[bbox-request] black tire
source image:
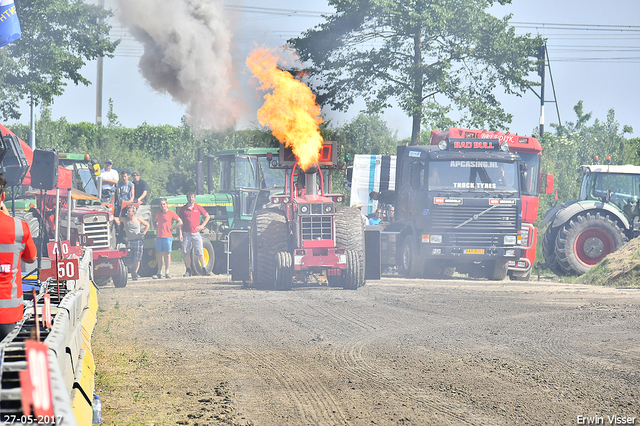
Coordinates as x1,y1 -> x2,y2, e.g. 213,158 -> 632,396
542,225 -> 565,275
191,240 -> 216,275
487,259 -> 508,281
252,209 -> 289,288
509,268 -> 533,281
275,251 -> 293,290
329,206 -> 366,287
342,250 -> 364,290
556,212 -> 628,275
138,248 -> 158,277
112,259 -> 129,288
399,235 -> 425,278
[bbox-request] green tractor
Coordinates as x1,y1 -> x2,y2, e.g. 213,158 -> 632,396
140,148 -> 285,281
541,165 -> 640,275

## [GOAL]
Turn every line of the entries above into a numbered list, skipping blank lines and leaving out the pictures.

## [TASK OUTPUT]
1. [bbox-request] black tire
2. source image:
3. Coordinates as x1,y1 -> x2,y2, e.g. 213,158 -> 632,396
4. 542,225 -> 565,275
5. 191,240 -> 216,275
6. 487,259 -> 508,281
7. 252,209 -> 289,288
8. 509,268 -> 533,281
9. 275,251 -> 293,290
10. 329,206 -> 366,287
11. 342,250 -> 364,290
12. 556,212 -> 628,275
13. 138,248 -> 158,277
14. 112,259 -> 129,288
15. 399,235 -> 425,278
16. [bbox-request] green tractor
17. Coordinates as x1,y1 -> x2,y2, e.g. 213,158 -> 632,396
18. 140,148 -> 285,281
19. 541,165 -> 640,275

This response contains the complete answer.